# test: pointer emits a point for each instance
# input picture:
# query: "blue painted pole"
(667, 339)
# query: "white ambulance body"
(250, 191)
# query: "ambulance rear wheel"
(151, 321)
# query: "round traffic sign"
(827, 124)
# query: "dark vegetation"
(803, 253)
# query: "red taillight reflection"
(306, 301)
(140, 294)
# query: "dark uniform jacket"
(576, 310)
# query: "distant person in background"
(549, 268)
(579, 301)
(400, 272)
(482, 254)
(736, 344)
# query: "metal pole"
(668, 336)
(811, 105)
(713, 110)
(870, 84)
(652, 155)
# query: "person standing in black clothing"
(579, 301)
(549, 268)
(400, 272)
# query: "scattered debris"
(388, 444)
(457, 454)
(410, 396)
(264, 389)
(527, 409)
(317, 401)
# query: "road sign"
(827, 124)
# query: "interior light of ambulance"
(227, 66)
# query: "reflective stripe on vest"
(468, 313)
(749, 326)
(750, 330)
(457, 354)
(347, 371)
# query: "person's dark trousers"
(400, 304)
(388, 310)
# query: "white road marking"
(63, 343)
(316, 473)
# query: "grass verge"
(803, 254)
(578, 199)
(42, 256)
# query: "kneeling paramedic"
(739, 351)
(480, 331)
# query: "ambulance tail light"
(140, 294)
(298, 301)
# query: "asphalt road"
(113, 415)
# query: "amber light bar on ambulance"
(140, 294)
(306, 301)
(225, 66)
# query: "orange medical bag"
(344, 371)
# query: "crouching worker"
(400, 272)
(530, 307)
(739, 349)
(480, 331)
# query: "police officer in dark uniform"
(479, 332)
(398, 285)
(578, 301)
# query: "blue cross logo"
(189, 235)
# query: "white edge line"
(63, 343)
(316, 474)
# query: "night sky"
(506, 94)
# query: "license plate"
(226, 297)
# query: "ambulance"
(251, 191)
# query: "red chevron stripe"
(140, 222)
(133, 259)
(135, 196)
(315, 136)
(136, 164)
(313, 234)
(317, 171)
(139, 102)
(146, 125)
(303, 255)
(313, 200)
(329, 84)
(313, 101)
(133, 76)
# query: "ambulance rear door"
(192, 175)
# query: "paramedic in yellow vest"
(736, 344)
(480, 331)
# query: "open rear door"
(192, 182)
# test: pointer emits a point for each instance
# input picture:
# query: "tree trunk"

________________________________________

REQUIRED ACTION
Write every record out again, unaltered.

SOLUTION FOR THIS PROBLEM
# test: pointer emits a point for each instance
# input picture:
# query: "blue painted pole"
(667, 339)
# query: "white ambulance body"
(250, 191)
# query: "ambulance rear wheel"
(151, 321)
# query: "round traffic sign"
(827, 124)
# query: "dark vegetation"
(803, 253)
# query: "red taillight reflection"
(306, 301)
(140, 294)
# query: "dark uniform jacket"
(576, 310)
# query: "distant person in background"
(549, 268)
(579, 301)
(400, 272)
(482, 254)
(736, 344)
# query: "metal pole"
(668, 336)
(811, 105)
(713, 110)
(870, 84)
(652, 155)
# query: "person standing in black clothing"
(579, 301)
(549, 268)
(400, 272)
# query: "scattered debris"
(388, 444)
(457, 454)
(410, 396)
(264, 389)
(527, 409)
(317, 401)
# query: "road sign"
(827, 124)
# query: "interior light of ambulance"
(227, 66)
# query: "reflective stripe on vest"
(468, 313)
(749, 326)
(750, 330)
(457, 354)
(347, 371)
# query: "person's dark trousers"
(400, 304)
(388, 310)
# query: "white road marking"
(63, 343)
(316, 473)
# query: "grass verge"
(803, 254)
(578, 199)
(42, 256)
# query: "kneeling paramedic"
(739, 351)
(480, 331)
# query: "ambulance tail light"
(140, 294)
(298, 301)
# query: "asphalt road"
(113, 415)
# query: "amber light bar on ambulance"
(140, 294)
(306, 301)
(225, 66)
# query: "orange medical bag"
(344, 371)
# query: "crouching worker"
(400, 272)
(530, 307)
(739, 349)
(480, 331)
# query: "police officer in dark uniform"
(479, 332)
(398, 285)
(578, 301)
# query: "blue cross logo"
(189, 235)
# query: "white edge line"
(63, 343)
(316, 474)
# query: "night sky"
(506, 94)
# query: "license plate"
(226, 297)
# query: "ambulance"
(251, 191)
# query: "red chevron stripe"
(140, 222)
(133, 259)
(135, 196)
(315, 136)
(136, 164)
(313, 234)
(317, 171)
(139, 102)
(146, 125)
(303, 255)
(313, 200)
(329, 84)
(313, 101)
(133, 76)
# query: "ambulance rear door"
(192, 175)
# query: "paramedic in yellow vest"
(736, 344)
(480, 331)
# query: "open rear door"
(192, 182)
# test: pointer emits a point for each instance
# input picture:
# query: "tree trunk"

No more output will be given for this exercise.